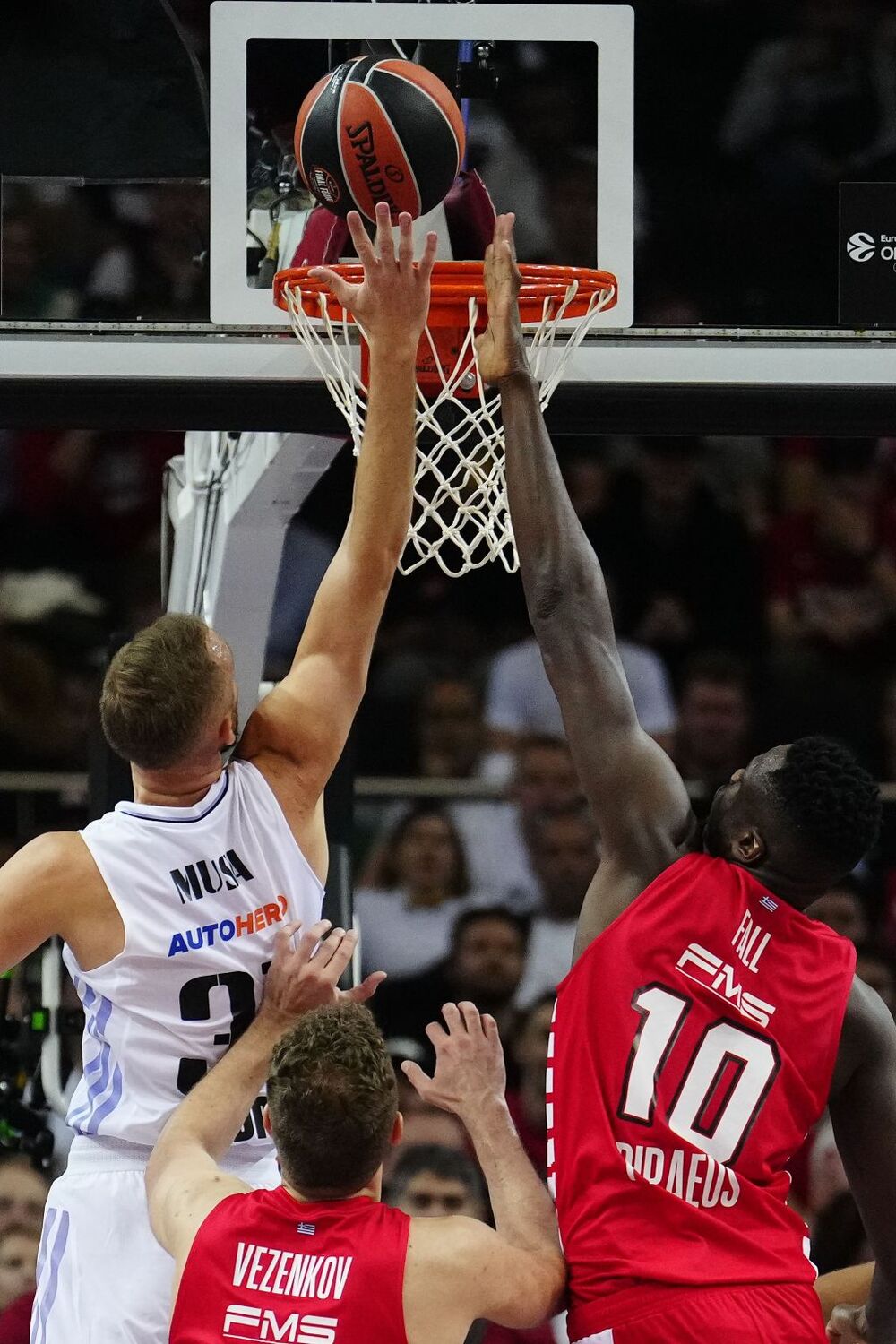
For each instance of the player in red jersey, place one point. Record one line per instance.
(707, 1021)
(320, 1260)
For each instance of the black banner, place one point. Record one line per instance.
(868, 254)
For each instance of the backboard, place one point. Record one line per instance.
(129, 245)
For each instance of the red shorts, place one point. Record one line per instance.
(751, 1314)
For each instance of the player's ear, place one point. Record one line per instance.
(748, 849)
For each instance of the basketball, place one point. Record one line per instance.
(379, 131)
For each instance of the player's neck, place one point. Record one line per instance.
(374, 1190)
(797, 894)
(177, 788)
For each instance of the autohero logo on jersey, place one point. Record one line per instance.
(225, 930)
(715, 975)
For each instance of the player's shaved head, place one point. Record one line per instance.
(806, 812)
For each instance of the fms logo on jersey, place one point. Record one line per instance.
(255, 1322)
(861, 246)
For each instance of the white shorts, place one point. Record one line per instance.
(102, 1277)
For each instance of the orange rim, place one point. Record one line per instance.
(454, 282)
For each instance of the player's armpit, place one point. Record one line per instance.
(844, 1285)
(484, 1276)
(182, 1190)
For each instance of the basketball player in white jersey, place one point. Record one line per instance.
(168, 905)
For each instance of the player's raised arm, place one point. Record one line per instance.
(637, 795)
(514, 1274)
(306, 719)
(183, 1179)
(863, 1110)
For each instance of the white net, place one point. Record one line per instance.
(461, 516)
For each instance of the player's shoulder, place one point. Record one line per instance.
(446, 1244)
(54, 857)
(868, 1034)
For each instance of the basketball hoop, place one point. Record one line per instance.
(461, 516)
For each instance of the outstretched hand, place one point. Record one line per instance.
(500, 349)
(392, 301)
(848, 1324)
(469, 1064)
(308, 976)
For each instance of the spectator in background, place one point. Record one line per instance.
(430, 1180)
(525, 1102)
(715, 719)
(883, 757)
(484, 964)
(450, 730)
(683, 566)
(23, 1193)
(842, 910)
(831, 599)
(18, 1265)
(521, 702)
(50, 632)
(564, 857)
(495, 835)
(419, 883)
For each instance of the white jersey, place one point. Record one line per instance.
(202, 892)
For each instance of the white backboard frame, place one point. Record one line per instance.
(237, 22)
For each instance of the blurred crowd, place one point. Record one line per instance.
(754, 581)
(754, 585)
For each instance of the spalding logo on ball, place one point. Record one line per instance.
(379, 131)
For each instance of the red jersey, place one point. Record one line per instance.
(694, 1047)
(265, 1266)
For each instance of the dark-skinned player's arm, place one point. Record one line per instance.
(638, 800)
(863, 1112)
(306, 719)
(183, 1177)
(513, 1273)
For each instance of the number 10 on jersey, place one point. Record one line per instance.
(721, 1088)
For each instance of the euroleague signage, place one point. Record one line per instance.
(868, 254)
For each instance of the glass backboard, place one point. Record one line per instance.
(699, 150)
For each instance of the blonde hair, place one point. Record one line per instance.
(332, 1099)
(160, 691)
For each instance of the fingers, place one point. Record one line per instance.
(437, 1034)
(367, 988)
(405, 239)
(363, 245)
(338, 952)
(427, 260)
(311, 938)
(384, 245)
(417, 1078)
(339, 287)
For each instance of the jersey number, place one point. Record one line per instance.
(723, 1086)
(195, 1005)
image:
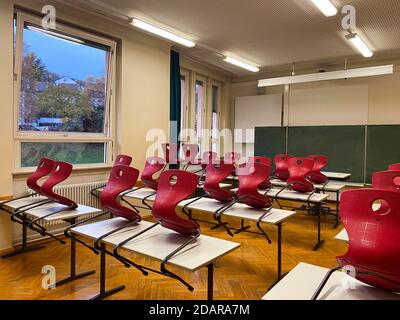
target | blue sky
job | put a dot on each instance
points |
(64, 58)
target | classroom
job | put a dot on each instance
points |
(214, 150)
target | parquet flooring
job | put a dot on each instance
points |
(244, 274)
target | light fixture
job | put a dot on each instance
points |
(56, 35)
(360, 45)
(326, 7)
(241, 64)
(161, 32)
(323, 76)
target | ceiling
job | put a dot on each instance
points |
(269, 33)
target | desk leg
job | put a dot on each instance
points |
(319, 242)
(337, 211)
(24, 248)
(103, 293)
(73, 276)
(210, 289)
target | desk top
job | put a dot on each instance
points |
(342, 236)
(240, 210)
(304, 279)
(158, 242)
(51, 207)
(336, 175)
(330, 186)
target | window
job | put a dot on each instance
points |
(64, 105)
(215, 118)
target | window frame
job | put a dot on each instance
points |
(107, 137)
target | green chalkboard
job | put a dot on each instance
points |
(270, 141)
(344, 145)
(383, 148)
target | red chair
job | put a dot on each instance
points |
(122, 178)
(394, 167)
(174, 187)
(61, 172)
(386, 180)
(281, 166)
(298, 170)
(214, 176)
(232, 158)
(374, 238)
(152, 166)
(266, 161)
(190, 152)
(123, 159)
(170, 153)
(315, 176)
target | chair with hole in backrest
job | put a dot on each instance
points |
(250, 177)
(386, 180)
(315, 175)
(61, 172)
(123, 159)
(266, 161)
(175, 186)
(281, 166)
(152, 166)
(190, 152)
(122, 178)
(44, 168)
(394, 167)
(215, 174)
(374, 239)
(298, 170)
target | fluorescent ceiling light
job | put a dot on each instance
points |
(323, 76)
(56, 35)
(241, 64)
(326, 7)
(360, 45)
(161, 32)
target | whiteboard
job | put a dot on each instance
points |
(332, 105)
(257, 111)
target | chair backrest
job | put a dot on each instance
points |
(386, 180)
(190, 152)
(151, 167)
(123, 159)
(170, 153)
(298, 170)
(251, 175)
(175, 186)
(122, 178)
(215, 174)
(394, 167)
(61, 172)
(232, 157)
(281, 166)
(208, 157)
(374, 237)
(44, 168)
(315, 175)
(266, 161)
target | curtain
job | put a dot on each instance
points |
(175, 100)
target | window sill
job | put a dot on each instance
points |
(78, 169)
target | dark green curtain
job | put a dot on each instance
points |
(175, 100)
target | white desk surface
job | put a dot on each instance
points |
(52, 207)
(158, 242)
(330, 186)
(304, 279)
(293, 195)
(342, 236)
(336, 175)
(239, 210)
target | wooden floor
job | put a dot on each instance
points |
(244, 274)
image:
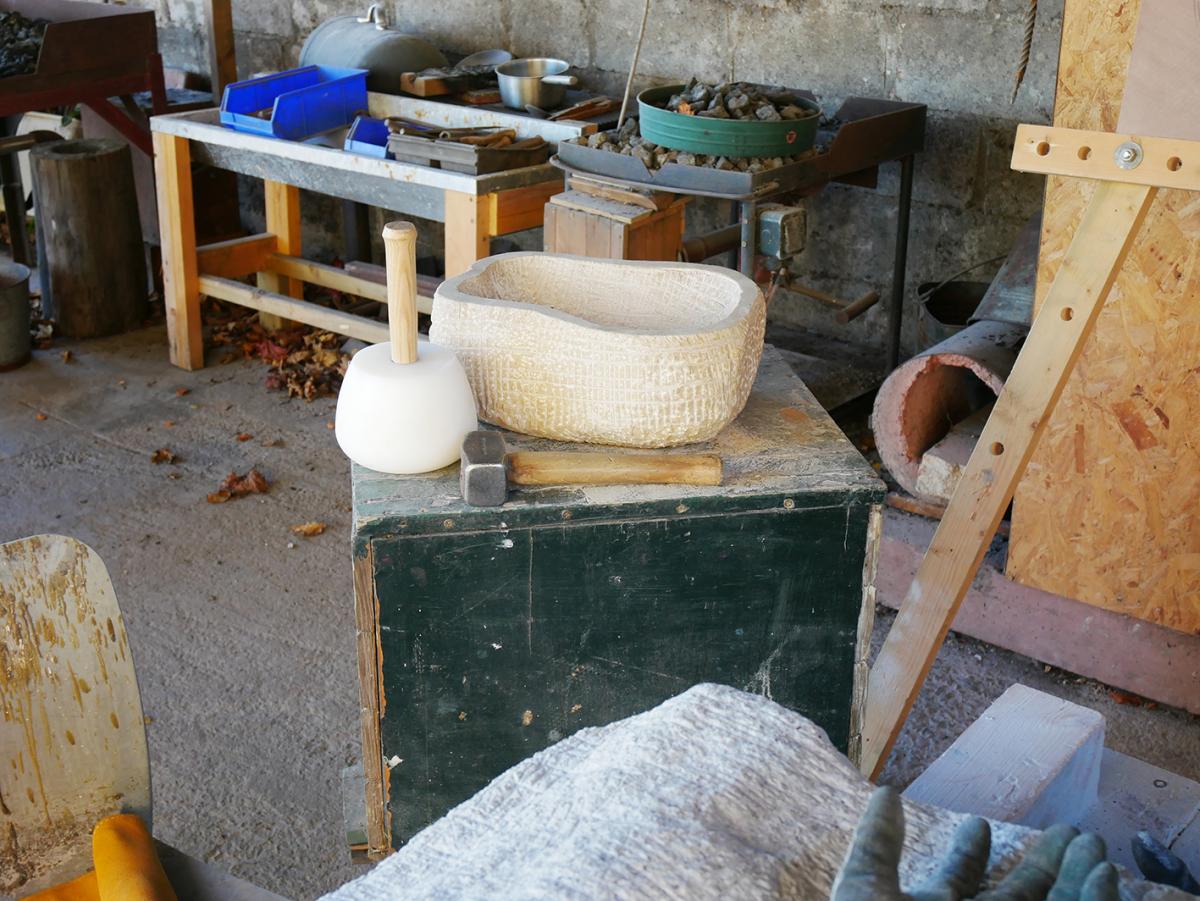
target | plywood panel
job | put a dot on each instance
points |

◆ **What is required**: What you write should match the entries exactly, except that the pictures are dropped.

◆ **Task output**:
For each instance of the player in red jersey, place one point. Record one line per instance.
(707, 1021)
(320, 1260)
For each instance of the black banner, place one point. Record one line per instance.
(868, 254)
For each instance of the backboard, place one point. Record one line per instance.
(129, 245)
For each instance of the red shorts, place one point. Record one line per instance.
(751, 1314)
For each instance of the player's ear, place one point. Record one line per instance.
(748, 849)
For each instance of the basketball, place one point. Record one line per instance.
(379, 131)
For each instance of the player's neck, place one point. Record one line per instance.
(374, 1190)
(797, 894)
(177, 788)
For each instance of the autohero logo on jersey, place one point. Record one line per instance.
(225, 930)
(715, 975)
For each instance of the player's shaved head, place one point. Record one line per instance.
(806, 812)
For each instance of the fms logo on jersey, place one point. Record one line per instance.
(255, 1322)
(861, 246)
For each instance of the white shorts, place one point. Record one line per instance.
(102, 1277)
For each instance of the orange rim, place one point. Record one line per instance.
(454, 282)
For each instance of the player's armpit, place one point. Record one line per instance.
(844, 1285)
(484, 1276)
(182, 1190)
For each instance of the basketball player in white jersey, place one point. Record one line per instance.
(168, 905)
For each instance of the player's raised arm, place one point. Record one line per instance.
(637, 795)
(514, 1274)
(306, 719)
(183, 1179)
(863, 1110)
For each instance of the white net, place one point. Record one line per instance.
(461, 516)
For each instance of the player's shoulder, place one point. Record one line per instance.
(446, 1244)
(54, 857)
(868, 1034)
For each instance of the basketball hoop, place one point. Record one line per instance.
(461, 516)
For each instance of the outstretched hand, place one point. Record one line per instance.
(500, 349)
(392, 301)
(848, 1324)
(469, 1064)
(308, 976)
For each instance of the spectator in background, place one point. Record one line per instance.
(430, 1180)
(525, 1102)
(715, 719)
(883, 757)
(484, 964)
(450, 730)
(683, 566)
(23, 1193)
(842, 910)
(831, 599)
(18, 1265)
(521, 702)
(50, 632)
(564, 857)
(495, 835)
(419, 883)
For each instance of the white jersey, place one point. Record one line per instance.
(202, 892)
For each instance of the white backboard frame, place one point. Record one line per instance.
(237, 22)
For each instance of the blurred crowd, place one point. Record one line per instance.
(754, 581)
(754, 585)
For each instance of the spalding logo on ball, place one point. Record one line per instance.
(379, 131)
For each instance of the red jersey, place one point. Record one line per instance.
(694, 1047)
(265, 1266)
For each instance of the dark-skinned player's arm, place one point. Record one line per instance.
(638, 800)
(863, 1112)
(306, 719)
(183, 1177)
(513, 1273)
For each instance of the number 10 on jersey, place one point. Record one line per instance.
(721, 1088)
For each instance of the euroleague signage, place one point. Record one line per instance.
(868, 254)
For each instance of the glass backboard, place one point. Record one line per instance.
(699, 150)
For each instance of the blonde hair, place one point. Record one line per instance.
(332, 1099)
(160, 691)
For each instance of the fingers, place one point. Record one line per instance.
(437, 1034)
(367, 988)
(405, 239)
(363, 245)
(338, 952)
(427, 260)
(311, 938)
(384, 245)
(417, 1078)
(339, 287)
For each instance of the jersey number, place one point. Record one line per instance.
(723, 1086)
(195, 1005)
image:
target | blue sky
job | put a dot on each instance
points |
(64, 58)
target | classroom
job | put a dot on each instance
points |
(214, 150)
target | parquet flooring
job | put a dot on each instance
points |
(244, 274)
target | light fixture
job | put a dot on each instance
points |
(56, 35)
(360, 45)
(326, 7)
(241, 64)
(161, 32)
(323, 76)
target | ceiling
job | put a dot on each instance
points |
(269, 33)
target | desk leg
job | put a dot on each instance
points |
(319, 242)
(337, 211)
(24, 248)
(103, 293)
(73, 276)
(210, 289)
target | desk top
job | put a dot on each instance
points |
(342, 236)
(240, 210)
(304, 279)
(158, 242)
(51, 207)
(336, 175)
(330, 186)
target | window
job | put a dot on each instance
points |
(64, 105)
(215, 118)
target | window frame
job | put a dot on each instance
points |
(107, 137)
target | green chalkboard
job | put a dot on each instance
points |
(270, 141)
(344, 145)
(383, 148)
target | red chair
job | put a dot on each instance
points |
(122, 178)
(394, 167)
(174, 187)
(61, 172)
(386, 180)
(281, 166)
(298, 170)
(214, 176)
(232, 158)
(374, 238)
(152, 166)
(266, 161)
(190, 152)
(123, 159)
(170, 153)
(315, 176)
target | chair with hole in backrest
job | put a dot on each instance
points |
(250, 177)
(386, 180)
(315, 175)
(61, 172)
(123, 159)
(266, 161)
(175, 186)
(281, 166)
(152, 166)
(190, 152)
(122, 178)
(44, 168)
(394, 167)
(215, 174)
(374, 239)
(298, 170)
target | fluorescent ceiling light
job | put a dot on each instance
points |
(323, 76)
(56, 35)
(241, 64)
(326, 7)
(360, 45)
(161, 32)
target | whiteboard
job | put a dot on each instance
points |
(332, 105)
(257, 111)
target | chair backrest
job | put a dot on each instance
points |
(386, 180)
(190, 152)
(151, 167)
(123, 159)
(170, 153)
(298, 170)
(251, 175)
(175, 186)
(122, 178)
(215, 174)
(394, 167)
(61, 172)
(232, 157)
(281, 166)
(208, 157)
(374, 237)
(44, 168)
(315, 175)
(266, 161)
target | curtain
job | put a dot on each instance
points |
(175, 100)
target | window sill
job | put a dot on each instance
points |
(78, 169)
target | dark green curtain
job | put a dot on each instance
points |
(175, 100)
target | white desk surface
job | put a dot on each instance
points |
(52, 207)
(158, 242)
(330, 186)
(304, 279)
(293, 195)
(342, 236)
(336, 175)
(239, 210)
target | wooden floor
job | put a dot on each instance
points |
(244, 274)
image:
target | plywood panel
job | put a dot on each instance
points |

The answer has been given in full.